- POLECENIE A
Powtórz słowo w słowo cały tekst o upowszechnieniu się pruskiego modelu szkoły.

· · · · ·

Model pruski szybko stał się inspiracją dla innych krajów. W XIX wieku kolejne państwa Europy wprowadzały u siebie obowiązkowe szkolnictwo na wzór pruski – Austria (Maria Teresa i Józef II) już w 1774 r., następnie m.in. Francja (ustawowo od lat 80. XIX w.) i Wielka Brytania (stopniowo w XIX w.) ustanowiły szkoły podstawowe dla wszystkich. Również za oceanem, w Stanach Zjednoczonych, reformatorzy tacy jak Horace Mann po wizycie w Prusach (1843) zachwycali się tamtejszą organizacją szkół i zaadaptowali wiele elementów tego systemu u siebie. W efekcie, pod koniec XIX wieku podstawowy model szkoły – z podziałem na klasy według wieku, z programem ustalonym centralnie, regularnymi egzaminami i nauczycielem jako kierownikiem klasy – stał się niemal uniwersalny. Często porównuje się ówczesną szkołę do fabryki: uczniowie przychodzą na wyznaczony dźwiękiem dzwonka sygnał niczym robotnicy na zmianę, siedzą w rzęch ławkach jak przy taśmie produkcyjnej, zaś nauczyciele „przerabiają materiał” według standaryzowanego planu niczym robotnicy wykonujący normy. Futurysta Alvin Toffler obrazowo opisał ten system jako „pomysłową maszynę skonstruowaną przez epokę industrialną, by produkować dorosłych, jakich potrzebowała” – dzieci niczym surowiec były zbierane masowo w jednym miejscu (szkole), obrabiane przez nauczycieli (robotników), a wszystko według centralnie zarządzanego harmonogramu. Celem tej machiny wychowawczej miało być przygotowanie młodych ludzi do życia w świecie fabryk i biurokracji: świata repetowanej pracy, hałasu, kolektywnej dyscypliny i sygnałów dźwiękowych regulujących czas.

· · · · ·

- POLECENIE B
Pokaż każdy wiersz z poniższych wpisów, w którym występuje słowo „dress”.

· · · · ·

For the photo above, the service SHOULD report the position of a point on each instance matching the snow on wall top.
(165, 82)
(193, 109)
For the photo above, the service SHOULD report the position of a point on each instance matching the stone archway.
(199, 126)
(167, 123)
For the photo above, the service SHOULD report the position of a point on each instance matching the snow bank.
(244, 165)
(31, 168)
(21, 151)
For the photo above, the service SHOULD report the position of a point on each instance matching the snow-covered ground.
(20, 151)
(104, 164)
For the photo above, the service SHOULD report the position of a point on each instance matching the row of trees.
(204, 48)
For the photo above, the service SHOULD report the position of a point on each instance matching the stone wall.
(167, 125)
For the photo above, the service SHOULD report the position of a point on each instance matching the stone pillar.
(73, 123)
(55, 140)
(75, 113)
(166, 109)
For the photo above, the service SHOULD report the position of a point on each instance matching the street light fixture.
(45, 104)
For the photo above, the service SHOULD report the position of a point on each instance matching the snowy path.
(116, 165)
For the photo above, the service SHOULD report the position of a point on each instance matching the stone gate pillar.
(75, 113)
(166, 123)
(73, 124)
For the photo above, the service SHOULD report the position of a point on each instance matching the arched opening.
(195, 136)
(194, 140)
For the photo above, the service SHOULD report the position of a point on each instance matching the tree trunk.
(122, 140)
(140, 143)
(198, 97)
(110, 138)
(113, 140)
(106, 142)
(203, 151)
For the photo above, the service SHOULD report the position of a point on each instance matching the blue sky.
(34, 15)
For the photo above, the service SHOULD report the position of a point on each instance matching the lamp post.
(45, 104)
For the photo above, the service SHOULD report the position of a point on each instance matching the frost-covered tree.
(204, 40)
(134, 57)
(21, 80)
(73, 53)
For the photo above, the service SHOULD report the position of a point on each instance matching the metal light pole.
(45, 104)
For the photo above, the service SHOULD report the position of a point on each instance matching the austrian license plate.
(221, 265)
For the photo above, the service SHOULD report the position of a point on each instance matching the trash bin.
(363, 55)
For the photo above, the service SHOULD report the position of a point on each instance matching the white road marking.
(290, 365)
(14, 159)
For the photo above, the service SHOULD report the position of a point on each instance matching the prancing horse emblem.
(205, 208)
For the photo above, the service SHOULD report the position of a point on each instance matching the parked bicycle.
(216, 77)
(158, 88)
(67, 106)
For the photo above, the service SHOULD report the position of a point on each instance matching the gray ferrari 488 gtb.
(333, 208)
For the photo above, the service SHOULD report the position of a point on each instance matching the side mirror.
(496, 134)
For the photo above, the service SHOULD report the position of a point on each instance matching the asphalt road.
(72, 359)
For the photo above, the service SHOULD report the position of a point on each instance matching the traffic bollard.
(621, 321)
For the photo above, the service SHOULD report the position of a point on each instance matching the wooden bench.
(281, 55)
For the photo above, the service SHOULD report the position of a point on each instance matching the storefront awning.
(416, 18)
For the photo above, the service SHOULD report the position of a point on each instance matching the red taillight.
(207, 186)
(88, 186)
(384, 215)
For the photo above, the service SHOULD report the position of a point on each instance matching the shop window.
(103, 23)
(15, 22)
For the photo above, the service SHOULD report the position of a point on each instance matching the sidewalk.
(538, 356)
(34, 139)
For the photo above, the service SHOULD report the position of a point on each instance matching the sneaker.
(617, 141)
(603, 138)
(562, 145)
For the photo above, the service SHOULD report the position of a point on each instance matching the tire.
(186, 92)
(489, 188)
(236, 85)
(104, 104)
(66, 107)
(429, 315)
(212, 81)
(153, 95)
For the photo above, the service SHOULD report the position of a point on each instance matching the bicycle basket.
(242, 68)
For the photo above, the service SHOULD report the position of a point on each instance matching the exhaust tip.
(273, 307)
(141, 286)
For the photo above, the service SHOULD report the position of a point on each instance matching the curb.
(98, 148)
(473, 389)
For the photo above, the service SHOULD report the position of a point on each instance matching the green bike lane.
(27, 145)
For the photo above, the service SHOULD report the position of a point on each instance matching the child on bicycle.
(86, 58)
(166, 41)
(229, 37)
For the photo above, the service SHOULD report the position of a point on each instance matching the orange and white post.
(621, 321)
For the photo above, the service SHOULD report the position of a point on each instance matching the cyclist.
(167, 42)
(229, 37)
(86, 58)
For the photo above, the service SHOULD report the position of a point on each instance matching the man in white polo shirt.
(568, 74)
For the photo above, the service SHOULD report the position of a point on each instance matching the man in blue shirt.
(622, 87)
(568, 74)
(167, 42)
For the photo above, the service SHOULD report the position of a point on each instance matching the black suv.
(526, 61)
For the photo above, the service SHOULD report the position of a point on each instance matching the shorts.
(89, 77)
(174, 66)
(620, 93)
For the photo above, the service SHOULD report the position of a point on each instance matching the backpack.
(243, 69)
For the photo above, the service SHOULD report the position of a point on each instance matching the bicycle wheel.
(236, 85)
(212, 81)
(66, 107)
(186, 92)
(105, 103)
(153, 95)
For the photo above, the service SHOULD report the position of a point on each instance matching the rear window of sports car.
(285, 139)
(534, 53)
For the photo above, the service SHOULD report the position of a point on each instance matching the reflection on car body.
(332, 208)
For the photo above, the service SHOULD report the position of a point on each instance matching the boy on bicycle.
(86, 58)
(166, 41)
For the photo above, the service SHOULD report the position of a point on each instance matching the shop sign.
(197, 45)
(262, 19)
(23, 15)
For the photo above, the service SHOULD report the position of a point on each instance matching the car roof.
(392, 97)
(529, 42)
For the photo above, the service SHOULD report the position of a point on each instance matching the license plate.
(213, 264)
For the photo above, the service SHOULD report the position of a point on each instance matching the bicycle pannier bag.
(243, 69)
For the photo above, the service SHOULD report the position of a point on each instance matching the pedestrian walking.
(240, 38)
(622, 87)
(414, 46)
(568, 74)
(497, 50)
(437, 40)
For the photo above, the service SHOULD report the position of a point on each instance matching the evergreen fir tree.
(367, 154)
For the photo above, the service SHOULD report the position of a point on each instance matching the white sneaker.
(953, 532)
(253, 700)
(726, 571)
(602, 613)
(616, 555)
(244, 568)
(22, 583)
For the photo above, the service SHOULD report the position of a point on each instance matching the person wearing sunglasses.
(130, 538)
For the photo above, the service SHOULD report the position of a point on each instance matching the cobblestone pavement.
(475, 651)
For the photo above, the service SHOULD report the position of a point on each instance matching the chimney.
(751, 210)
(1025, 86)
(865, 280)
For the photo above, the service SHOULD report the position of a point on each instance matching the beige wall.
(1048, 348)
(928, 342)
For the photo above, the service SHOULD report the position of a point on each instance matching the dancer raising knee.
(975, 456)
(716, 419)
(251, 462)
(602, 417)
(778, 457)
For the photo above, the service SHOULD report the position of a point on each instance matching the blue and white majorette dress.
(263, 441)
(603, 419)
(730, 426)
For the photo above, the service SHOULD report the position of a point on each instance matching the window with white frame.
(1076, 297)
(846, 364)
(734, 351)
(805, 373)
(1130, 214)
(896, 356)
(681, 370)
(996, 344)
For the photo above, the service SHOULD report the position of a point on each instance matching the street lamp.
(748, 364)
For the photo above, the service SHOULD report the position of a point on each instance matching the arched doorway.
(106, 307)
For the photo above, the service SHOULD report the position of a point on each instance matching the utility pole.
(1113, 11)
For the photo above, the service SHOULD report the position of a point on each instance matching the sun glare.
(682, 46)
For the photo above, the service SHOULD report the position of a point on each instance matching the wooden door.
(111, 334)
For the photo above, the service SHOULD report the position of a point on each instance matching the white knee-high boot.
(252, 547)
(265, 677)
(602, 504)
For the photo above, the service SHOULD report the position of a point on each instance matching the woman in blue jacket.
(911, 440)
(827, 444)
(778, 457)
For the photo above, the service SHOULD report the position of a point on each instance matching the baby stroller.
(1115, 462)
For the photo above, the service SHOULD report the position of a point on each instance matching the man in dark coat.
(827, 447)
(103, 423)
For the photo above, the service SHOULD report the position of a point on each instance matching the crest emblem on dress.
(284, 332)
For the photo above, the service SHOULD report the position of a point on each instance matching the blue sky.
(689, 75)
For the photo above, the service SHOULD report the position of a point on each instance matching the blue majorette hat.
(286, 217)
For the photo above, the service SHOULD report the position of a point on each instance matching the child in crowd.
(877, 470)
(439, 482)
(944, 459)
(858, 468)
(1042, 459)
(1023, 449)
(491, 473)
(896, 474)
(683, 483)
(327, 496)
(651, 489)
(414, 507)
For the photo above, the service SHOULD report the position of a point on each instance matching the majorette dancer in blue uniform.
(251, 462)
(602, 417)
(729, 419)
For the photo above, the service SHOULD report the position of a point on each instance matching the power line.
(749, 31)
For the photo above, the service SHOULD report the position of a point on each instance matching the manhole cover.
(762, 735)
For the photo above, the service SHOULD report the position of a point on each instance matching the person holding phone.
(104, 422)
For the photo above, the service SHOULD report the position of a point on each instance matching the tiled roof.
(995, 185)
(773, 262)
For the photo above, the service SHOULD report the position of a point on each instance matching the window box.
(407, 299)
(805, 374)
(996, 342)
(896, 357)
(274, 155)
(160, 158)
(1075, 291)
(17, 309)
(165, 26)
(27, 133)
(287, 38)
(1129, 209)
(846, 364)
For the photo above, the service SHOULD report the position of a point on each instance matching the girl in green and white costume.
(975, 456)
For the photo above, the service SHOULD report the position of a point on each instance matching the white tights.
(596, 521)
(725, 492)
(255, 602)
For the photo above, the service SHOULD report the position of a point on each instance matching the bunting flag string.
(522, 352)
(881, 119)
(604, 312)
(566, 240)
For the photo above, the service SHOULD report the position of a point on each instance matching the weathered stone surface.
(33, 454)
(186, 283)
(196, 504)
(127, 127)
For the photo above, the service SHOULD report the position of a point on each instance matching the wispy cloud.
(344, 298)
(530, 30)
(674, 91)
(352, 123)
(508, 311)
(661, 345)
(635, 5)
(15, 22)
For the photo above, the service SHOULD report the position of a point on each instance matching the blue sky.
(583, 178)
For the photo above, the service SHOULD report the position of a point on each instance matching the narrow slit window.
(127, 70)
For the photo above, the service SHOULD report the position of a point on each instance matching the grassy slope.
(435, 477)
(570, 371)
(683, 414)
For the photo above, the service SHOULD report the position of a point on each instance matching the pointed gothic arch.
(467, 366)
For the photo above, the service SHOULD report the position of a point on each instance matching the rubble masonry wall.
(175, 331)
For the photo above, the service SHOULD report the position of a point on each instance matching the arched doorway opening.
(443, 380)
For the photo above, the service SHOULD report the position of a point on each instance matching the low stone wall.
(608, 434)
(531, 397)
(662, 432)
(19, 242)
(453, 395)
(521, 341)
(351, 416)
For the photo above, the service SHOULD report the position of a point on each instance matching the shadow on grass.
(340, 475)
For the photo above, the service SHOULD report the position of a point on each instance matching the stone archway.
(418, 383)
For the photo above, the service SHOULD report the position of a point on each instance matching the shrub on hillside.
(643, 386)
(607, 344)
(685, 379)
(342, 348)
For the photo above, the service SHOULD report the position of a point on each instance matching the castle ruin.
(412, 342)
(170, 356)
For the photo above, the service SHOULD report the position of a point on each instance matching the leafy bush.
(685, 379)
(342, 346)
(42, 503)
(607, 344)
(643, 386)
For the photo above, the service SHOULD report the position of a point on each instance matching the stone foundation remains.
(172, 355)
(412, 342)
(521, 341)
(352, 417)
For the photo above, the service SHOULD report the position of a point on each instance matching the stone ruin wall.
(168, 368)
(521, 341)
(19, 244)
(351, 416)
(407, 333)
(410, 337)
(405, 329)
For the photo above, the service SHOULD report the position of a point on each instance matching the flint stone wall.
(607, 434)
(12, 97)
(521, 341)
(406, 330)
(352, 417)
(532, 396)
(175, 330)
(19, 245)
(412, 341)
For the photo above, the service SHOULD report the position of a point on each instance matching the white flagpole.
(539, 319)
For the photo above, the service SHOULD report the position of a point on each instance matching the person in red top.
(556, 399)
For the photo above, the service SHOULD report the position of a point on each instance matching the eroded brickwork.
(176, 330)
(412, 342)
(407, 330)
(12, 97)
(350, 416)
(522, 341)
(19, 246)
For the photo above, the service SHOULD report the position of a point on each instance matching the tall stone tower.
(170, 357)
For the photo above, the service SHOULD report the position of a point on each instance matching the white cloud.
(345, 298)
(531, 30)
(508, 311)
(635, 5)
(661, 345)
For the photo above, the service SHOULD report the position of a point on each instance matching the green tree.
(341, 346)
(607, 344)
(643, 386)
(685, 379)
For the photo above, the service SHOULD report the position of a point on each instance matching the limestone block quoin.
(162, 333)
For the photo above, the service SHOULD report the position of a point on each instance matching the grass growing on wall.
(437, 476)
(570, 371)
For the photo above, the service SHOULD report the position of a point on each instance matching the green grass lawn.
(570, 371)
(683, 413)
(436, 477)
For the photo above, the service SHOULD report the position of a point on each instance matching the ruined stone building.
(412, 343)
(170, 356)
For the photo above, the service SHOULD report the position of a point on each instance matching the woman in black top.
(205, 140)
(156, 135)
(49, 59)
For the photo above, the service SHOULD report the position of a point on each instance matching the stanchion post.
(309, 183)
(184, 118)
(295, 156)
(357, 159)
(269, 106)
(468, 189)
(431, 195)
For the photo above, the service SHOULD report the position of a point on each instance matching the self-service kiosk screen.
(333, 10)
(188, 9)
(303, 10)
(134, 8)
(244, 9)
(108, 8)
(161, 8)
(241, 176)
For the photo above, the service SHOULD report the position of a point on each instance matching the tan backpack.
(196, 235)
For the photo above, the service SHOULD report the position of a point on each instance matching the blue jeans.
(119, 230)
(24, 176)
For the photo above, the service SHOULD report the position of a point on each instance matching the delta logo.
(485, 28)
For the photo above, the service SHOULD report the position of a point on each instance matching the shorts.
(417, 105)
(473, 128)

· · · · ·

- ROZWIĄZANIE A
Model pruski szybko stał się inspiracją dla innych krajów. W XIX wieku kolejne państwa Europy wprowadzały u siebie obowiązkowe szkolnictwo na wzór pruski – Austria (Maria Teresa i Józef II) już w 1774 r., następnie m.in. Francja (ustawowo od lat 80. XIX w.) i Wielka Brytania (stopniowo w XIX w.) ustanowiły szkoły podstawowe dla wszystkich. Również za oceanem, w Stanach Zjednoczonych, reformatorzy tacy jak Horace Mann po wizycie w Prusach (1843) zachwycali się tamtejszą organizacją szkół i zaadaptowali wiele elementów tego systemu u siebie. W efekcie, pod koniec XIX wieku podstawowy model szkoły – z podziałem na klasy według wieku, z programem ustalonym centralnie, regularnymi egzaminami i nauczycielem jako kierownikiem klasy – stał się niemal uniwersalny. Często porównuje się ówczesną szkołę do fabryki: uczniowie przychodzą na wyznaczony dźwiękiem dzwonka sygnał niczym robotnicy na zmianę, siedzą w rzęch ławkach jak przy taśmie produkcyjnej, zaś nauczyciele „przerabiają materiał” według standaryzowanego planu niczym robotnicy wykonujący normy. Futurysta Alvin Toffler obrazowo opisał ten system jako „pomysłową maszynę skonstruowaną przez epokę industrialną, by produkować dorosłych, jakich potrzebowała” – dzieci niczym surowiec były zbierane masowo w jednym miejscu (szkole), obrabiane przez nauczycieli (robotników), a wszystko według centralnie zarządzanego harmonogramu. Celem tej machiny wychowawczej miało być przygotowanie młodych ludzi do życia w świecie fabryk i biurokracji: świata repetowanej pracy, hałasu, kolektywnej dyscypliny i sygnałów dźwiękowych regulujących czas.

- ROZWIĄZANIE B
For the photo above, the service SHOULD report the position of a point on each instance matching the blue and white majorette dress.
For the photo above, the service SHOULD report the position of a point on each instance matching the crest emblem on dress.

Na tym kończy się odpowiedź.